# Extracted material:
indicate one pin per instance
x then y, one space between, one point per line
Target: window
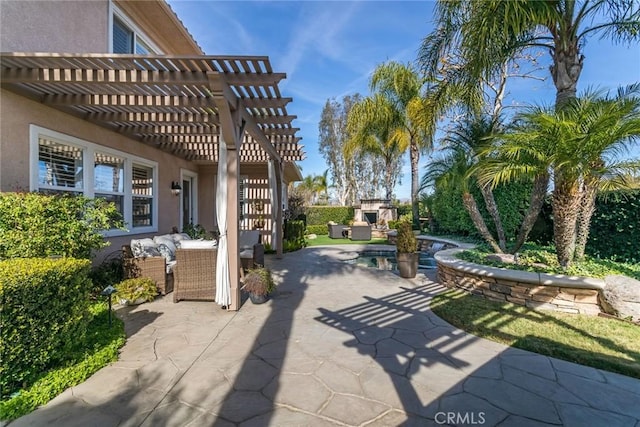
59 166
108 175
127 38
61 163
142 193
122 38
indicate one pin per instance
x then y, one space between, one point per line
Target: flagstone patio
337 345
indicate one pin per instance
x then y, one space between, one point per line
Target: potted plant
259 283
406 251
136 291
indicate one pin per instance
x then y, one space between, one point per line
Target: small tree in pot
406 251
259 284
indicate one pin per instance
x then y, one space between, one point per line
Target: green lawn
322 240
609 344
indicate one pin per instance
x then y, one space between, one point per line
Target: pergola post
279 217
232 131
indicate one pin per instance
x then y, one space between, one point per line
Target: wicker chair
153 267
336 231
195 274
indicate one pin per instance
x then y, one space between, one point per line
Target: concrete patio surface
337 345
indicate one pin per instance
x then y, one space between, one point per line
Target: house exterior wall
18 113
54 26
84 26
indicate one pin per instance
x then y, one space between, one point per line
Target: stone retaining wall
533 290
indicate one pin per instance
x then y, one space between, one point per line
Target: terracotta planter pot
258 299
408 264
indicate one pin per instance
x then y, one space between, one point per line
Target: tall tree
404 90
584 145
454 170
332 139
488 33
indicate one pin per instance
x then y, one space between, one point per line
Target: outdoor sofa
336 231
360 231
157 258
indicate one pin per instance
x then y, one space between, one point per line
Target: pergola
185 105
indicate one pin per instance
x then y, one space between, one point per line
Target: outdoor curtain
273 189
223 283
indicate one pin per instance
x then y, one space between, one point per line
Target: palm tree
486 34
373 128
581 144
403 88
454 170
321 185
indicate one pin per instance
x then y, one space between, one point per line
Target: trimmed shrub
294 236
320 230
404 209
450 216
36 225
321 215
615 227
44 307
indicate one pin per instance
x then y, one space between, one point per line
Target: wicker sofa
336 231
195 274
158 259
153 258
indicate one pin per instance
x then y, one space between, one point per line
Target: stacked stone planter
534 290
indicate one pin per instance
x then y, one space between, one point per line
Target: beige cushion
166 247
176 237
144 248
247 253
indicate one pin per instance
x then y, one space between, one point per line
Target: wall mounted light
175 188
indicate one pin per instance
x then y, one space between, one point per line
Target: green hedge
321 215
451 217
36 225
44 310
615 228
294 235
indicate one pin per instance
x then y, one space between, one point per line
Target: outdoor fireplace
375 211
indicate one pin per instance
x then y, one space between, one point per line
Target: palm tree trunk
536 201
471 207
492 207
566 68
414 157
565 203
388 183
587 207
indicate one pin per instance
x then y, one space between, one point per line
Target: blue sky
328 49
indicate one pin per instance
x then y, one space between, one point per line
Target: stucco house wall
54 26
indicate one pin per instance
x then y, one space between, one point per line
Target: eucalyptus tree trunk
566 202
587 207
536 201
471 207
414 157
492 208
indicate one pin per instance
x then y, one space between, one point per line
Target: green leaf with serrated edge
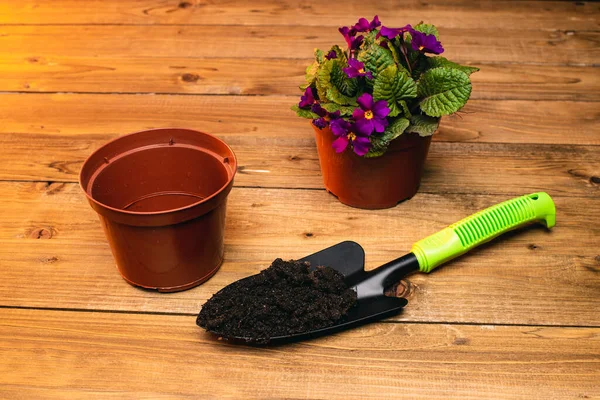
323 82
423 125
427 29
341 55
375 58
443 91
435 62
319 56
311 73
345 111
379 144
404 108
396 54
392 86
304 113
329 77
340 80
395 129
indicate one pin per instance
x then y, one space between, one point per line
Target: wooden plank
67 355
262 76
488 45
523 278
509 121
293 163
549 15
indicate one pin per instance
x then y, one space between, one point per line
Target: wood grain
508 121
549 15
293 163
259 76
51 236
51 354
463 45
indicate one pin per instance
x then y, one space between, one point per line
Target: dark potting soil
284 299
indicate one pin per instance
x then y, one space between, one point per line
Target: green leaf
334 85
304 113
323 81
443 91
435 62
379 144
375 58
340 80
319 56
427 29
341 56
311 73
393 85
395 129
345 111
423 125
404 108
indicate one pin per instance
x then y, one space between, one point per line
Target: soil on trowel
284 299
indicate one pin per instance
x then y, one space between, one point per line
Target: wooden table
516 319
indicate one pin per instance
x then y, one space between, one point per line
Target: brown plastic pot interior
161 197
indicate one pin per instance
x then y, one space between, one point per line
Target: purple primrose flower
391 33
307 99
356 68
324 116
371 115
363 24
320 122
426 43
346 134
331 55
352 40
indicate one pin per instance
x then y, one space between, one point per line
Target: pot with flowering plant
374 107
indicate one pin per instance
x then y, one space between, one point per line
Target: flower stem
403 49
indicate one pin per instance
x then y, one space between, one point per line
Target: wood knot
404 288
461 341
54 187
189 77
41 233
48 260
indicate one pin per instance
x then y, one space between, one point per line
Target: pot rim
230 172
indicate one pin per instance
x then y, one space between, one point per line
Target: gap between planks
383 321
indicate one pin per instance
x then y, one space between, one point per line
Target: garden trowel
372 304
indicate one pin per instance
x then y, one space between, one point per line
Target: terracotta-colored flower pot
161 196
373 183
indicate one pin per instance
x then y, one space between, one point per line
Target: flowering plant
382 85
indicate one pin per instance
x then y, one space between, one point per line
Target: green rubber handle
482 227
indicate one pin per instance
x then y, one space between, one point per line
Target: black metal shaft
375 281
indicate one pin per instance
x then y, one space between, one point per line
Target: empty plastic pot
161 196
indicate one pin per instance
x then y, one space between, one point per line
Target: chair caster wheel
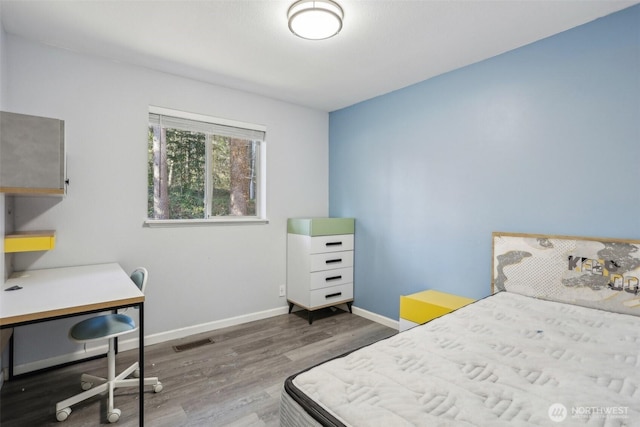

# Given exercise:
Pull out every line of the data above that contains the word "soil". Treat uppercase and lowercase letters as different.

# Worked solution:
Target: dark potting soil
Target: soil on trowel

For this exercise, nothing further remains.